▸ **Work instructions**
Write out exactly, with no other output, the lines below from the one that contains "One point belongs on each instance of the white cloud." through the end.

▸ **Named object pointing entries**
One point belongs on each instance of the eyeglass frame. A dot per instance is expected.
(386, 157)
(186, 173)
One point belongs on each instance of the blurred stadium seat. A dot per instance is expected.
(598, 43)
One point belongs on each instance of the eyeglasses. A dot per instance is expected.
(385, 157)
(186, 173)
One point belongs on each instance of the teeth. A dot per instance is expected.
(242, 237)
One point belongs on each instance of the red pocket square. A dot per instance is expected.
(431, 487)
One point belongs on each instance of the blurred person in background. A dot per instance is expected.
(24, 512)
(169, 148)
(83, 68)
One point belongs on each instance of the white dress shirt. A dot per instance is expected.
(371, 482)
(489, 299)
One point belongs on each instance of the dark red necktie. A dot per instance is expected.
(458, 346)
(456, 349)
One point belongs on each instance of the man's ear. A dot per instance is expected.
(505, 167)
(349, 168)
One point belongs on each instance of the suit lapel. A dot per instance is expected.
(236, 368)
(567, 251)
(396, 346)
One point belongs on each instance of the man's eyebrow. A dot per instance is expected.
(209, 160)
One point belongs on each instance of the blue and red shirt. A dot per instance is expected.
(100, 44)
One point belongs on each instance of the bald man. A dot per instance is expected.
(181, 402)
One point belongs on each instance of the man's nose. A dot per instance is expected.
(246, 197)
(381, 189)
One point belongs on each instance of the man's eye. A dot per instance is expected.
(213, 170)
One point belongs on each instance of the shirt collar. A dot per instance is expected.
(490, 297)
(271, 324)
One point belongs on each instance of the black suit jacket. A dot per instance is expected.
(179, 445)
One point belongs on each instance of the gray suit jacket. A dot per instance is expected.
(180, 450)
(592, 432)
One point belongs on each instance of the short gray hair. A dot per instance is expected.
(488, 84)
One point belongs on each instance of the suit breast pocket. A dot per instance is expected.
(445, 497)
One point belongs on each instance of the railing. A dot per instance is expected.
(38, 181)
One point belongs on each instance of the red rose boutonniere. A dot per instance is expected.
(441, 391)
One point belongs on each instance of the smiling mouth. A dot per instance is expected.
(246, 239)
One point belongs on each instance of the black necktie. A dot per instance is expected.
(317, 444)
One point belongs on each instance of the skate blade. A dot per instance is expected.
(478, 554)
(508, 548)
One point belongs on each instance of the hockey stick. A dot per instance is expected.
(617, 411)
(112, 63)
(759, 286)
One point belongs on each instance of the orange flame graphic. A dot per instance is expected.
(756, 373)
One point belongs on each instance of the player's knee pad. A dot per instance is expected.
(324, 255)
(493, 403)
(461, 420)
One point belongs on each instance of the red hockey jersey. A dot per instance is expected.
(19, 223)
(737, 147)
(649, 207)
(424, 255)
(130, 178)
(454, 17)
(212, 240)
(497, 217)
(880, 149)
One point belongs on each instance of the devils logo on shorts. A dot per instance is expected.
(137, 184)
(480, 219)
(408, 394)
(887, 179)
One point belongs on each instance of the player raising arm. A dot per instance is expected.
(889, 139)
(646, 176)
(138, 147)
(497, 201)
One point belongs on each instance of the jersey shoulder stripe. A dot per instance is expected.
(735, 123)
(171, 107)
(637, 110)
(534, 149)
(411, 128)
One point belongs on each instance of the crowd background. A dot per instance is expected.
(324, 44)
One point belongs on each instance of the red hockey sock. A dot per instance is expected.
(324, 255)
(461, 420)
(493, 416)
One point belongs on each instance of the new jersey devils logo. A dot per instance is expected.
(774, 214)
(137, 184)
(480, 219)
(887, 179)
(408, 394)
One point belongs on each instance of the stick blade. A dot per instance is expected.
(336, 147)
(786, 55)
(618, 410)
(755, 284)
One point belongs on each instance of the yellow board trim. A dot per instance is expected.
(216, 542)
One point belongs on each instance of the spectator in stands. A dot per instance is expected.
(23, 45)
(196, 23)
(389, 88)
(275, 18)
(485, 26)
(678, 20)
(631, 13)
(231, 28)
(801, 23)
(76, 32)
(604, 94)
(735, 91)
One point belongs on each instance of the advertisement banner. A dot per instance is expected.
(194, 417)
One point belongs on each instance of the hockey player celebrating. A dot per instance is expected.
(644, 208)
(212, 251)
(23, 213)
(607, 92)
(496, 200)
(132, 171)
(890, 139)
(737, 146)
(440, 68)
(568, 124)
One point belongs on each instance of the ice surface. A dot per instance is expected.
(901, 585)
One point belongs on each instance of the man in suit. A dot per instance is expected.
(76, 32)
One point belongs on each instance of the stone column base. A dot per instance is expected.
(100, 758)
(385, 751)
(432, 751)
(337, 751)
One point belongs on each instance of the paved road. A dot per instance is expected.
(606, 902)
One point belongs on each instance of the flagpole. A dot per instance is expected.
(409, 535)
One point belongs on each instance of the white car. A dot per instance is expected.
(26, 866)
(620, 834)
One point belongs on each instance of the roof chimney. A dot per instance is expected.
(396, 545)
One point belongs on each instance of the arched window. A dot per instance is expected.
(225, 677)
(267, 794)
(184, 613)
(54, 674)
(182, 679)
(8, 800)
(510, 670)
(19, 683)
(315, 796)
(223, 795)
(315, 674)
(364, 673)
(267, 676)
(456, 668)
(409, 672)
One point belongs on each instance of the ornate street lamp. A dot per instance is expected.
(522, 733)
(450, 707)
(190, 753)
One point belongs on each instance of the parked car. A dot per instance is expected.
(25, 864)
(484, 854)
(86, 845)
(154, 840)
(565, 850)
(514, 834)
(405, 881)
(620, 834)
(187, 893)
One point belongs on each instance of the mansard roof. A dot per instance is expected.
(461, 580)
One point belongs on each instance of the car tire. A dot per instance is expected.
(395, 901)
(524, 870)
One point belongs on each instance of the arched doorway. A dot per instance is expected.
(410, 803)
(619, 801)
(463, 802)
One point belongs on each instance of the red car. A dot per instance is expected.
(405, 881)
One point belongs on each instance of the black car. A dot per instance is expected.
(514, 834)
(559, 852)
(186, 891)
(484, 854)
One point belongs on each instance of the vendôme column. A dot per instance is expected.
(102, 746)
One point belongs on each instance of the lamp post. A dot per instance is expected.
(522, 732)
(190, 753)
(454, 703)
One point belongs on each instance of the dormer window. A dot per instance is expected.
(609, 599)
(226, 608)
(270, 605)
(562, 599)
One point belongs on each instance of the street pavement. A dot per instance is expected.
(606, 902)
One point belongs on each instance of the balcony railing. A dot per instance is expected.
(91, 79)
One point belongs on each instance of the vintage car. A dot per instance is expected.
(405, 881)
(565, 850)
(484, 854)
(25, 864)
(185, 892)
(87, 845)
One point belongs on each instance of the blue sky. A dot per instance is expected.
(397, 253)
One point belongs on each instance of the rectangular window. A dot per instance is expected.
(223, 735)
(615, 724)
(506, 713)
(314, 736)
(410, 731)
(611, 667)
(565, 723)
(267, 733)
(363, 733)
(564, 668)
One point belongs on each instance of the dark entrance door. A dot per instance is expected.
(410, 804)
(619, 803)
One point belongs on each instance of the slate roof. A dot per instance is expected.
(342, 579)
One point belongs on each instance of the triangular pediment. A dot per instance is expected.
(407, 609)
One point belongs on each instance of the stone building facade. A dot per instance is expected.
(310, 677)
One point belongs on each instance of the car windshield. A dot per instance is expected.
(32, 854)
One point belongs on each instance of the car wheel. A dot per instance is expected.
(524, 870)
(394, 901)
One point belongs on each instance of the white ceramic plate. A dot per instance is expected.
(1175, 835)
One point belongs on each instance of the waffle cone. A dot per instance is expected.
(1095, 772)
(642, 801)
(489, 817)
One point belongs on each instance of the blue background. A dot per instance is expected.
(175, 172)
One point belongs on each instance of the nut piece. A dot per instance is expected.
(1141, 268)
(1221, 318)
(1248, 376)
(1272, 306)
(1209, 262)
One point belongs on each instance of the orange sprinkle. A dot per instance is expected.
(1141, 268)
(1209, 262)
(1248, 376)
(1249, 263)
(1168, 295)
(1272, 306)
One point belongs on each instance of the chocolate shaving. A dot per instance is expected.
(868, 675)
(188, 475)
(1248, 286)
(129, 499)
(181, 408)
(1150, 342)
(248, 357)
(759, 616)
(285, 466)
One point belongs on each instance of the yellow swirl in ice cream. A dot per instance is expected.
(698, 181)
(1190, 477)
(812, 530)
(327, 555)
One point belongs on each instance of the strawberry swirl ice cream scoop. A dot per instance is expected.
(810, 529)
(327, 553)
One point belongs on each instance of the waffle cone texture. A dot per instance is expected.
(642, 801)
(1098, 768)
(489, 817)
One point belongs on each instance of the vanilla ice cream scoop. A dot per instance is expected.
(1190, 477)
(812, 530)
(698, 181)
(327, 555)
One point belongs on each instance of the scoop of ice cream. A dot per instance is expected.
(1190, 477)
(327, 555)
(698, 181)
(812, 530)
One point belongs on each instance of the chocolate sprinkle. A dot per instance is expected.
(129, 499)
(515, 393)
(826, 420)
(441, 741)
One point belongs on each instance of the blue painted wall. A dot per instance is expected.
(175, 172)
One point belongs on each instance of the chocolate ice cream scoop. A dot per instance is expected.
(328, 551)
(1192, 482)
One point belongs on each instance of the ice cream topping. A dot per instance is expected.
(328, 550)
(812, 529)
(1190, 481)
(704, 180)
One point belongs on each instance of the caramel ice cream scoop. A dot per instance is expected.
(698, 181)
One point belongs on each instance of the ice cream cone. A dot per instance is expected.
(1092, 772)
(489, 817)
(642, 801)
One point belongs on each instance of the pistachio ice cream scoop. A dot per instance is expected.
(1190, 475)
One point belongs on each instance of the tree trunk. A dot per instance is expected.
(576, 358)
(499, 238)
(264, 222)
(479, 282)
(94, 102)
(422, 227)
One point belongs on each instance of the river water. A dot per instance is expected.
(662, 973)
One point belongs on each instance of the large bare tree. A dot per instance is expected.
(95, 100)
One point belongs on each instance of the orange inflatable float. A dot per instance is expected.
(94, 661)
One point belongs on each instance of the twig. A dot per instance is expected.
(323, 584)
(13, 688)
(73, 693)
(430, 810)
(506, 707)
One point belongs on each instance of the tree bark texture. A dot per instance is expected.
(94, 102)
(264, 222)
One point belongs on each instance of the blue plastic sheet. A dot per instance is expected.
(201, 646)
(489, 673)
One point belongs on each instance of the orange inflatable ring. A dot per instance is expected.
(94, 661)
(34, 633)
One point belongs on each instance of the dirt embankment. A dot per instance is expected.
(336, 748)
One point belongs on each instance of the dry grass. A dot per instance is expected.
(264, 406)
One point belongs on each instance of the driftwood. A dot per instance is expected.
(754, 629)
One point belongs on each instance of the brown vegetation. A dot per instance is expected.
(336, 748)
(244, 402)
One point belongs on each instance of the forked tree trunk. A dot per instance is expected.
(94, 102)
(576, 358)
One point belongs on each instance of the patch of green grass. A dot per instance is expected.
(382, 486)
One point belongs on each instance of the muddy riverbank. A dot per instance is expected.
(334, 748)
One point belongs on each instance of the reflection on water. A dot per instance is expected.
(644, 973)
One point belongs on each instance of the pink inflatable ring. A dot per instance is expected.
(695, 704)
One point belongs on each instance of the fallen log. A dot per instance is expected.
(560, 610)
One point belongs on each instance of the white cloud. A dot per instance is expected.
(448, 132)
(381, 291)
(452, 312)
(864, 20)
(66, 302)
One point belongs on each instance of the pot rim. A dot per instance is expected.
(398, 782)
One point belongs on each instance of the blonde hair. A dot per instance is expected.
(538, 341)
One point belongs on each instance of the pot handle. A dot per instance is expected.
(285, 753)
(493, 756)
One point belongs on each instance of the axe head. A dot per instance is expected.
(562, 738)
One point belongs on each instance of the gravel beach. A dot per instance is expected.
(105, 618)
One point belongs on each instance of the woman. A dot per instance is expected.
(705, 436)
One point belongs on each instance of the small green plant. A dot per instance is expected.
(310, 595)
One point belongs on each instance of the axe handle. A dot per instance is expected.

▸ **Exercise result**
One point belongs on each instance of the white cloud. A dot per instance is expected.
(448, 132)
(381, 291)
(452, 312)
(864, 20)
(66, 302)
One point belongs on each instance of the pot rim. A dot per instance is expected.
(398, 782)
One point belongs on each instance of the blonde hair. A dot per instance is expected.
(538, 341)
One point belongs on each instance of the pot handle. A dot per instance is expected.
(285, 753)
(493, 756)
One point belongs on each instance of the axe head. A dot per instance is expected.
(562, 738)
One point belongs on each instance of the gravel beach. A dot per instance is expected.
(105, 618)
One point belongs on each instance of the woman. A dot per instance is expected.
(705, 436)
One point belongs on each instance of the small green plant. A dot per instance is expected.
(310, 595)
One point belongs on each instance of the axe handle. A dot per instance is expected.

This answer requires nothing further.